WORUM ES GEHT>
Setzen Sie den Blogtext über Fußball im Anschluss an seinen letzten Satz fort.

AUSZUG ZUM LESEN>
•••••
Sei einer Woche grübel ich, was ich so schreiben könnte, zum Kellerduell meiner beiden Herzvereine. Das Problem dabei ist, dass es aufgrund der Tabellenkonstellation sehr modrig riecht und der Verlierer – so es denn eine der beiden Mannschaften schafft, ein Tor zu schießen – tief ins Jammertal gestoßen wird. Was mir natürlich weder hüben noch drüben passen würde. Und so überkam mich jedes Mal große Unlust, über das Thema überhaupt nur nach zu denken, wenn ich mich meinem Blog näherte.
Da hilft es, wenn jemand kommt und ein paar Fragen stellt, das hat die Sektion Twitter getan, meine Antworten findet Ihr im Blog derselbigen.
Gedanken zum Fall Pezzoni
Es fällt schwer, die richtigen Worte zu finden. Zunächst einmal der Ungeheuerlichkeit des Geschehens selbst gegenüber. Dass es Menschen gibt, die glauben, sie hätten durch irgendetwas das Recht, einen Fußballspieler für seine Leistung zur Rechenschaft zu ziehen. Als sei er ihnen etwas schuldig, als gäbe ihnen ihr gekränktes Ego die Berechtigung den Fußball spielenden Menschen zu objektifizieren, ihn zu entmenschlichen und ihn so seiner Grundrechte zu berauben.
•••••
AUSGANGSDATEN>
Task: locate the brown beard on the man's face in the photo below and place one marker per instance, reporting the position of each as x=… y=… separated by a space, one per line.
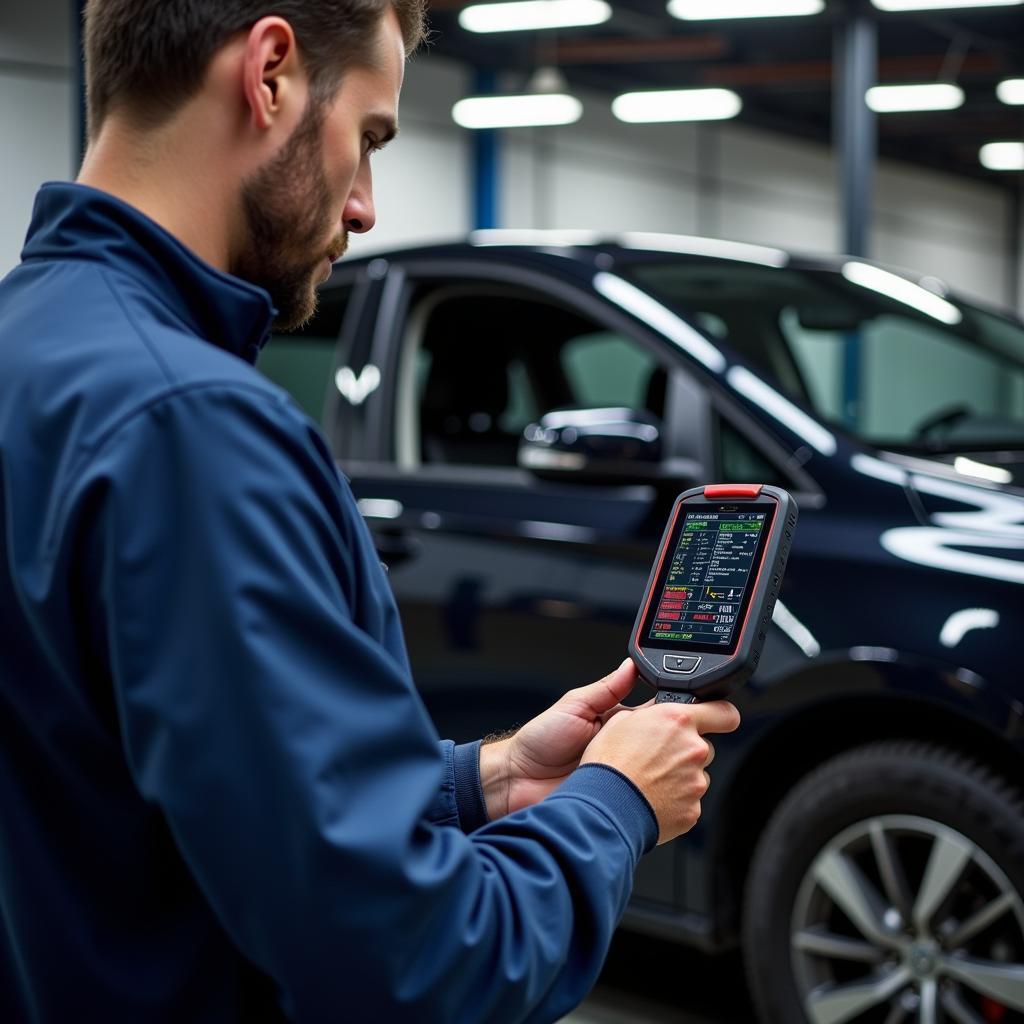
x=286 y=205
•••••
LÖSUNG DER AUFGABE>
Der Prozess der Egobefriedigung durch Entmenschlichung (‘Ich komm hier zu jedem Heimspiel / fahr zu jedem Spiel und zahl viel Geld und investiere viel Zeit und deswegen ist mir dieser Fußballspieler etwas schuldig’) fängt schon deutlich früher an, beim auspfeifen der eigenen Spieler zum Beispiel – jeder Mensch weiß, dass Pfiffe noch keinen Spieler besser gemacht haben, das aber spielt keine Rolle, wenn die Verletzung des eigenen Egos ein Ventil braucht. Natürlich ist es ein gewaltiger qualitativer Unterschied, ob ich pfeife, das Internet mit Flüchen vollschreibe oder eben versuche, Spieler X vor seiner Haustür abzupassen. Diese Grenzüberschreitung, weg vom Dasein als Teil der zuschauenden anonymen Masse, die zum Spiel gehört, deren unmittelbare Reaktionen zum Spiel gehören, hin zur persönlichen Konfrontation und Abrechnung zwischen Fan und Spieler ist natürlich nicht tolerierbar. Diese Feststellung, so selbstverständlich sie ist, ändert aber noch nichts. Und etwas zu ändern wird schwer.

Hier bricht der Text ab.